* TASKS TO CARRY OUT *
a: Rewrite everything from "Free Hearing Tests" down to "better power reserves." in the receiver forum thread, putting "Preamplifier" in place of "Preamp".
b: According to the receiver forum thread, how much more does the 3008 weigh than the AVR-4311?
c: Continue the receiver forum thread from the point where it stops.

* EXTRACT *
○ ○ ○ ○

# Best Sound Quality between these two: AVR-4311CI or TX-NR3008



## hearingspecialist (Mar 15, 2010)

My main question is related only to the sound quality aspect of these 2 performers. For those who have experienced please chime in : )

Happy Listening!!!

Free Hearing Tests to anyone mentioned here and in my area : )


----------



## Jungle Jack (Jul 28, 2009)

Hello,
The 3008 weighs about 20 Pounds more than the AVR-4311 and boasts 3 Power Transformers. One for Video, one for the Amplifiers, and one for the Preamp Section. I also like that the Onkyo offers a fully Backlighted Remote Control whereas the 4311 does not offer that. I do love the Preamp Only Mode on the 4311, but do believe the 3008 has better power reserves.
Cheers,
JJ


----------



## virtualpj (Feb 15, 2011)

I'm an Onkyo fan, but wouldn't necessarily say it sounds "better." Just "different." Some people would prefer the sound of the Denon. I happen to be a big fan of the Onkyo in this case, and have a 5508 in my setup, FWIW.


----------



## Tufelhundin (Jan 25, 2010)

○ ○ ○ ○

* DATA ROWS *
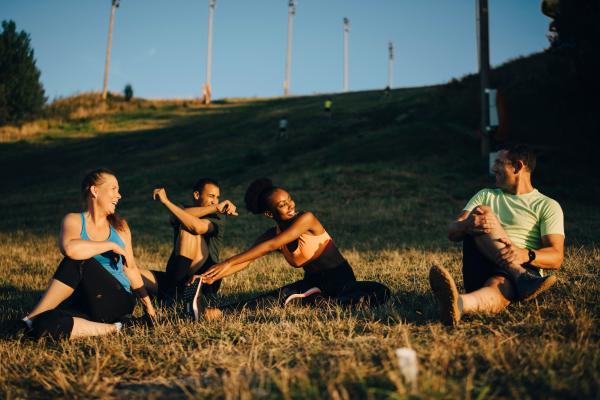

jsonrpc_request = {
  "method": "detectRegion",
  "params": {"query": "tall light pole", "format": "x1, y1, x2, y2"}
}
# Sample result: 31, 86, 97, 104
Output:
102, 0, 120, 100
475, 0, 490, 157
388, 42, 394, 89
283, 0, 296, 96
344, 17, 350, 92
202, 0, 217, 104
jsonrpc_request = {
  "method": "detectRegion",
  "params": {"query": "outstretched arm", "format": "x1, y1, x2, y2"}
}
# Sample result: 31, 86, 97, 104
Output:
202, 212, 323, 284
497, 234, 565, 269
152, 188, 218, 235
119, 223, 156, 317
448, 206, 497, 242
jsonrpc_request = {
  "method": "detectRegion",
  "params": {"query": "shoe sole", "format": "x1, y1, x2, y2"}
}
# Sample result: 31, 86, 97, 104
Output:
183, 278, 202, 322
520, 275, 558, 301
429, 265, 460, 326
283, 287, 321, 307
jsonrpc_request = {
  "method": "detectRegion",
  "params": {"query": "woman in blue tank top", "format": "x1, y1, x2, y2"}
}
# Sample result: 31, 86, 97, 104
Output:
23, 169, 156, 338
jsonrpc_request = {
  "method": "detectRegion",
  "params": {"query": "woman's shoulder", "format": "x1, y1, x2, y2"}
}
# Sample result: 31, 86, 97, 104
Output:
63, 212, 83, 225
111, 218, 131, 236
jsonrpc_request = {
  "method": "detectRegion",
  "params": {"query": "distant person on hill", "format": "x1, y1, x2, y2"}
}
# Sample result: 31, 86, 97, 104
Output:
201, 179, 390, 318
323, 98, 333, 119
279, 117, 288, 139
141, 178, 237, 300
23, 169, 156, 339
429, 145, 565, 325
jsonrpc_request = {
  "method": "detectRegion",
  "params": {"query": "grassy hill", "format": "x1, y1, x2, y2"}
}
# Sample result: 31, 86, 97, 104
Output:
0, 51, 600, 399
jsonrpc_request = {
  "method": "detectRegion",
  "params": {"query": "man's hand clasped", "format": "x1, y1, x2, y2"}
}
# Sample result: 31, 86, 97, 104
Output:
467, 207, 498, 236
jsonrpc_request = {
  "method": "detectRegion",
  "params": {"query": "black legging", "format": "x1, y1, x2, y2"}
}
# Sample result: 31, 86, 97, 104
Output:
149, 253, 221, 302
222, 261, 391, 311
32, 257, 135, 339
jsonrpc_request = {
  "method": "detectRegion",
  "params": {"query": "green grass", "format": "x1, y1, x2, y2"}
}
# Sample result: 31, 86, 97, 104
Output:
0, 73, 600, 399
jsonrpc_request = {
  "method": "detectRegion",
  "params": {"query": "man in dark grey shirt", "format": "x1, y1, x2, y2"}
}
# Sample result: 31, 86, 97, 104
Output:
142, 178, 237, 300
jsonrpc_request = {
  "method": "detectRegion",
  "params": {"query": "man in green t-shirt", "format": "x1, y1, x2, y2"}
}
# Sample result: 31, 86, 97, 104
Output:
142, 178, 237, 300
429, 145, 565, 325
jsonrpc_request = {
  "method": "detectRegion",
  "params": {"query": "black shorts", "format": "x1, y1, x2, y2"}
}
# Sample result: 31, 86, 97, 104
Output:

○ ○ ○ ○

* ANSWERS *
a:
Free Hearing Tests to anyone mentioned here and in my area : )


----------



## Jungle Jack (Jul 28, 2009)

Hello,
The 3008 weighs about 20 Pounds more than the AVR-4311 and boasts 3 Power Transformers. One for Video, one for the Amplifiers, and one for the Preamplifier Section. I also like that the Onkyo offers a fully Backlighted Remote Control whereas the 4311 does not offer that. I do love the Preamplifier Only Mode on the 4311, but do believe the 3008 has better power reserves.

b: About 20 pounds more.

c:
I don't mean to be an Onkyo fan for I'm planning to get into the world of separates, having said that I own 2 Onks and a Denon...the Onks to me sound a little different and its a sound I like. They don't seem to bring out the highs so much as my denon does...maybe its me, i don't know. I do know that since I got my 1007 I'm a believer...it puts out a good amount of power and has a powerful MultEQ-XT .... the 3008 is even better due to the XT32.

I prefer my Onks over the Denon, however I have my 1007 in the theater, my Denon is being used in a 2 channel set up in the living room and my other onk is not being used....and I do enjoy it "Denon". The reason being is that I had a lightning strike that burned out all digital connections in my older Onk but all the RCA's work...and I have an oppo that is plugged in my Denon via coax....

Your call, but the amp package in the Onk 3008 is better to me....

what ever you get remember this the other ones instruction manual sux too.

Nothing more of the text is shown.